David Rago of Rago Arts and Auction Center talks about the “Forgotten Rebel” Gustav Stickley in the Gustav Stickley: American Craftsman documentary now available on DVD and streaming.

The poster advertising the theatrical release of Gustav Stickley: American Craftsman. Graphic courtesy of Stratford Productions.

The documentary, written by Stickley historian David Cathers and filmmaker Herb Stratford, covers Gustav’s life in all its achievements and struggles from the early stressful years of his family life and exposure to the world of furniture making to his adult life as a self-educated “lifestyle entrepreneur” and more famously, furniture icon. But who was he as a family man? The exploration of Gustav’s dynamic with his brothers alone could turn into another documentary on its own; while eldest brother Gustav was the most well-known, Leopold, John George, Albert, and Charles would create numerous businesses with each other and with Gustav. While Gustav is the headlining star, the four brothers have their stories to tell too.

= Short problem A =
Rewrite the Gustav Stickley text from "The documentary, written" to "to tell too.", swapping "brothers" for "siblings".
= Short problem B =
Does the Gustav Stickley text back each of these statements? Answer yes or no for each, and quote the words that settle it.
(i) David Cathers and Herb Stratford wrote the documentary.
(ii) Gustav was the youngest of the Stickley brothers.
(iii) Rago Arts and Auction Center supplied the poster graphic.
= Short problem C =
Pick up the Gustav Stickley text after its final sentence and keep writing.
This material has nothing to do with the work here.

Object position labeling records
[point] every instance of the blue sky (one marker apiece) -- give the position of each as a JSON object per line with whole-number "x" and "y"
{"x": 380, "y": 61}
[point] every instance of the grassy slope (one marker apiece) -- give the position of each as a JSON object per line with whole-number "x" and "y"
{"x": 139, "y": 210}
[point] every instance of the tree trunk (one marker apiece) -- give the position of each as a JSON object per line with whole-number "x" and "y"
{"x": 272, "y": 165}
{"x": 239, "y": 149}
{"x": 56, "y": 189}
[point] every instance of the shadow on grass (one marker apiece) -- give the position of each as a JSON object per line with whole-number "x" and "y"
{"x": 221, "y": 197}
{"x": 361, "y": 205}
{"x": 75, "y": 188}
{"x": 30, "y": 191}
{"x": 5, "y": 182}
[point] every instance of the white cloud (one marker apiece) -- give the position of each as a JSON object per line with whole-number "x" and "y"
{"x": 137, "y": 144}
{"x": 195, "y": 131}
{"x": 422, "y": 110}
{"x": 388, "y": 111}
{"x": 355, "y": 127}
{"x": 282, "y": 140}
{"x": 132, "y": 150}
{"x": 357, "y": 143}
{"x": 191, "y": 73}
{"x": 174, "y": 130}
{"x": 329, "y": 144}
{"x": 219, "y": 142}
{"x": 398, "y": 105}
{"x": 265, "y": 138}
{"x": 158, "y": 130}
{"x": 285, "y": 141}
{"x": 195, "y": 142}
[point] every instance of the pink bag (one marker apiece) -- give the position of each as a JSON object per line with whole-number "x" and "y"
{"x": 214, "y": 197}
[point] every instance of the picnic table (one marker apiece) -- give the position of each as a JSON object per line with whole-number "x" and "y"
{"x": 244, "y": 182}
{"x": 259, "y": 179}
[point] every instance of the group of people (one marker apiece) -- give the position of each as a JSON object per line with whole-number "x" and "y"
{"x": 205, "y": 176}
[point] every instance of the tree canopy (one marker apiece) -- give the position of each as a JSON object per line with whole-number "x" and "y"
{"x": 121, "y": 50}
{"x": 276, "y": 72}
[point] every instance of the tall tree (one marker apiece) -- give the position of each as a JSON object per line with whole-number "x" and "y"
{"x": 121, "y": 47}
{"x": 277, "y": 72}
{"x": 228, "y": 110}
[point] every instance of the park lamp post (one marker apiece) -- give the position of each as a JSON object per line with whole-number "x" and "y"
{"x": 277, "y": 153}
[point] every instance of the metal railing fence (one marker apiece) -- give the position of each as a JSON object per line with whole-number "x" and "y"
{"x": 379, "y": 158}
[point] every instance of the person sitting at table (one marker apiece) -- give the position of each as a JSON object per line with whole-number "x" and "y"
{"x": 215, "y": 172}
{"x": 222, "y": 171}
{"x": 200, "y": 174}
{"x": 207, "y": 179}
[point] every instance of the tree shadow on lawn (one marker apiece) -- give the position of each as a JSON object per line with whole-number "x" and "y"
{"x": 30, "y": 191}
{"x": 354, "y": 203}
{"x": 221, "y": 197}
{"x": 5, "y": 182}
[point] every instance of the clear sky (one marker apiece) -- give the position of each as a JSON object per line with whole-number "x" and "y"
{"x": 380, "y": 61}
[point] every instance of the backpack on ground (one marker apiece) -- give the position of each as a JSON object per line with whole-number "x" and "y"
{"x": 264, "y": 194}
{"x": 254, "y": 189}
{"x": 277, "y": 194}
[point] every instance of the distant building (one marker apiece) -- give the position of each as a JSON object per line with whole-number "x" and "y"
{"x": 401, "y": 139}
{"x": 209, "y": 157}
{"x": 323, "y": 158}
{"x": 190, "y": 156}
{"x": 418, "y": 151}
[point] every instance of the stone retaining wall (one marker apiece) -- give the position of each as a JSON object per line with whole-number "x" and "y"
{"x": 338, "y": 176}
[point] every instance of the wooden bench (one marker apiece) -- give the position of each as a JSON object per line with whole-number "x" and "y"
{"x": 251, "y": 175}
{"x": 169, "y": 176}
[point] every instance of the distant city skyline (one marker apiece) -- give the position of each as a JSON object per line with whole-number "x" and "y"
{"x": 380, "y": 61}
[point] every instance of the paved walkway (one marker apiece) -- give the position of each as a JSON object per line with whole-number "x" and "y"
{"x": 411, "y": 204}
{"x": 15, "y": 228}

= Task result A =
The documentary, written by Stickley historian David Cathers and filmmaker Herb Stratford, covers Gustav’s life in all its achievements and struggles from the early stressful years of his family life and exposure to the world of furniture making to his adult life as a self-educated “lifestyle entrepreneur” and more famously, furniture icon. But who was he as a family man? The exploration of Gustav’s dynamic with his siblings alone could turn into another documentary on its own; while eldest brother Gustav was the most well-known, Leopold, John George, Albert, and Charles would create numerous businesses with each other and with Gustav. While Gustav is the headlining star, the four siblings have their stories to tell too.

= Task result B =
(i) Yes: "written by Stickley historian David Cathers and filmmaker Herb Stratford"
(ii) No: "eldest brother Gustav was the most well-known"
(iii) No: "Graphic courtesy of Stratford Productions."

= Task result C =
What stands to be realized by the public watching this documentary, aside from his success as a furniture maker and while Gustav made a business out of advertising the simple life, the philosophy he stood by extended past furniture and into the turn-of-the-century social movements that would become the heart of what the Arts and Crafts Movement stood for — a return to natural and organic materials being part of something functional and beautiful and bolstered by the idea of the crafting power belonging to the single person rather than an Industrial complex. David Rago says of the reformative movement, “It was concerned about ecology, children’s rights in the workplace, women’s rights in the workplace, women’s rights in general. They weren’t part of the workplace before the Arts and Crafts Movement kicked in.”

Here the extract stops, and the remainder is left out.